>> begin Data rows
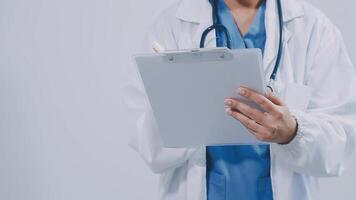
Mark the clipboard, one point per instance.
(186, 90)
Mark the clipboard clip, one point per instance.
(198, 55)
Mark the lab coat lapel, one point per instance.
(290, 11)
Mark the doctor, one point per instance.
(309, 121)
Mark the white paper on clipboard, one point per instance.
(187, 88)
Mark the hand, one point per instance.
(275, 125)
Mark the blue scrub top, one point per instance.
(240, 172)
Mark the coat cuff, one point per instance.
(297, 141)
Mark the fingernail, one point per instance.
(228, 102)
(228, 111)
(242, 91)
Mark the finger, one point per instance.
(247, 122)
(259, 99)
(274, 99)
(251, 113)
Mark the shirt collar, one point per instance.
(199, 11)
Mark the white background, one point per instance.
(63, 127)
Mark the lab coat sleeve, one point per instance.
(146, 138)
(326, 133)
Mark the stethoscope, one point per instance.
(218, 26)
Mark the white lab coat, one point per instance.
(316, 79)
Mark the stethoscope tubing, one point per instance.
(217, 26)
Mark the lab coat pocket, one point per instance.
(217, 186)
(297, 96)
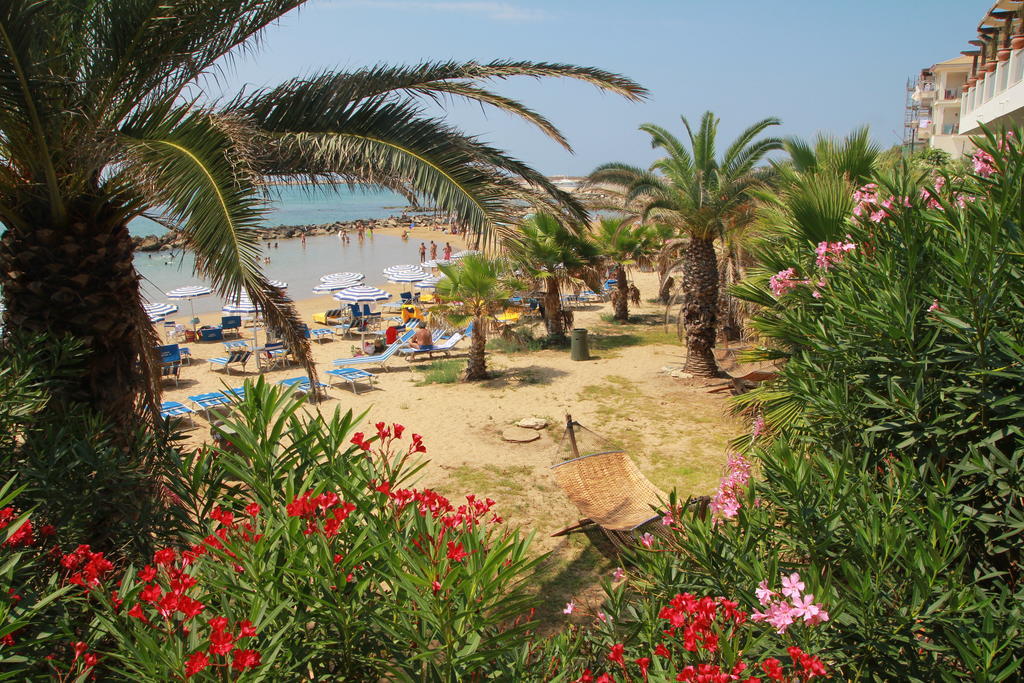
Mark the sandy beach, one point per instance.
(676, 431)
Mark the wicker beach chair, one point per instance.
(610, 492)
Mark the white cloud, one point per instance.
(499, 11)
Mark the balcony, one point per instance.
(996, 100)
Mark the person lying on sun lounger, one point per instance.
(422, 337)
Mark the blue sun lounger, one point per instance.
(172, 409)
(379, 358)
(300, 383)
(444, 347)
(352, 375)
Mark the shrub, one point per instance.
(316, 559)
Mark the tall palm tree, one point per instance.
(473, 291)
(624, 243)
(695, 191)
(102, 119)
(556, 253)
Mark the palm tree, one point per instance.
(695, 191)
(102, 119)
(624, 243)
(556, 253)
(474, 290)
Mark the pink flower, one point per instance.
(782, 282)
(792, 586)
(984, 165)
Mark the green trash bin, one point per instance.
(578, 349)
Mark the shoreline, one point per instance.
(418, 226)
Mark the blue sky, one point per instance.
(824, 66)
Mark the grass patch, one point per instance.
(441, 372)
(521, 341)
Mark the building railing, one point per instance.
(1007, 75)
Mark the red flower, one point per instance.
(221, 642)
(136, 611)
(644, 664)
(218, 623)
(197, 663)
(243, 659)
(151, 593)
(165, 556)
(456, 552)
(772, 669)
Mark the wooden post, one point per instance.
(571, 433)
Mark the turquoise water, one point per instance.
(295, 205)
(300, 266)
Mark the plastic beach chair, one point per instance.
(301, 384)
(240, 357)
(380, 358)
(352, 375)
(444, 347)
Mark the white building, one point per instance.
(994, 91)
(937, 95)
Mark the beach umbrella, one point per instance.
(429, 283)
(358, 276)
(335, 285)
(157, 311)
(396, 269)
(361, 293)
(240, 304)
(189, 292)
(410, 276)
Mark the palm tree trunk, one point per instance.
(623, 295)
(477, 367)
(81, 283)
(553, 311)
(700, 306)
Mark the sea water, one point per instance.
(299, 265)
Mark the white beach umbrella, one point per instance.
(358, 276)
(429, 283)
(240, 304)
(410, 276)
(361, 293)
(159, 310)
(189, 292)
(335, 286)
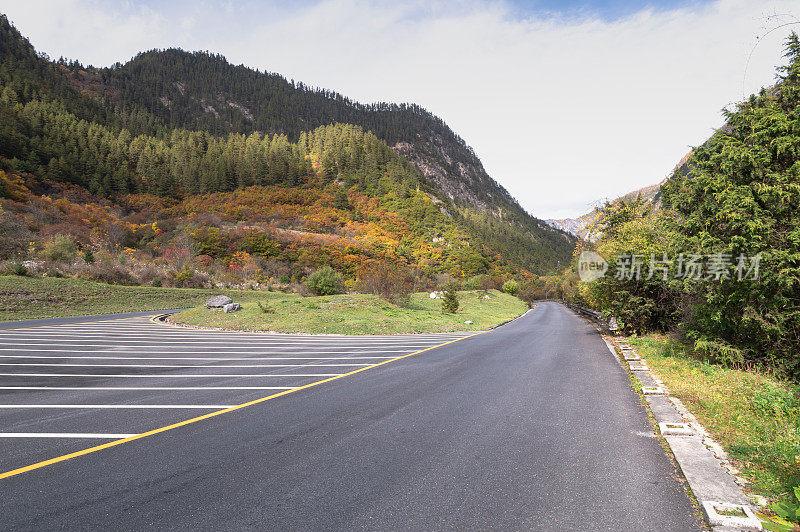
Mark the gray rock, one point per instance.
(218, 301)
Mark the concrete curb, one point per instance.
(703, 462)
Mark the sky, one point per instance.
(567, 103)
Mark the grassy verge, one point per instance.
(24, 298)
(755, 417)
(357, 314)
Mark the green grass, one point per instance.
(24, 298)
(755, 417)
(357, 314)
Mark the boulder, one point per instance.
(218, 301)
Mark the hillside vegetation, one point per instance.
(735, 198)
(101, 155)
(358, 313)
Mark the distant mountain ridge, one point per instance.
(581, 226)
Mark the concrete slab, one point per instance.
(735, 516)
(645, 378)
(708, 479)
(676, 429)
(663, 409)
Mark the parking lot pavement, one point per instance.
(66, 385)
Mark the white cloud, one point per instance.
(563, 111)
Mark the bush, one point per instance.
(325, 282)
(511, 287)
(476, 282)
(60, 249)
(16, 268)
(450, 300)
(389, 281)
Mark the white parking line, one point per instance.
(94, 388)
(134, 348)
(186, 358)
(62, 365)
(129, 376)
(134, 407)
(64, 435)
(115, 334)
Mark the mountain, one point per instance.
(581, 226)
(172, 125)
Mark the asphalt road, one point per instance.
(531, 426)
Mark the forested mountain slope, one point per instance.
(173, 123)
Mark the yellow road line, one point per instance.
(76, 323)
(62, 458)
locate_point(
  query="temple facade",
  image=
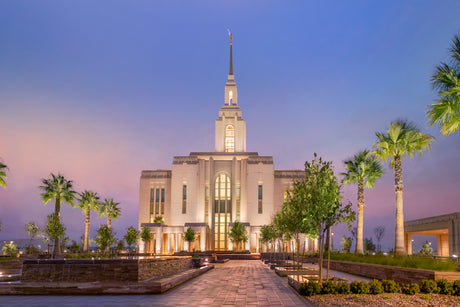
>> end Data rows
* _Your objective_
Begin at the line that contains "Mark the forested" and continue through the last line. Rewrite those lines with their requests, multiply every coordinate in the answers by 0.2, round to whole numbers with halves rounded up, and leave out the pictures.

* _Answer to this exercise_
Mark the forested mountain slope, one point per instance.
(35, 25)
Mark the yellow road line, one point per instance.
(15, 65)
(12, 92)
locate_point(
  query="temple facade",
  image=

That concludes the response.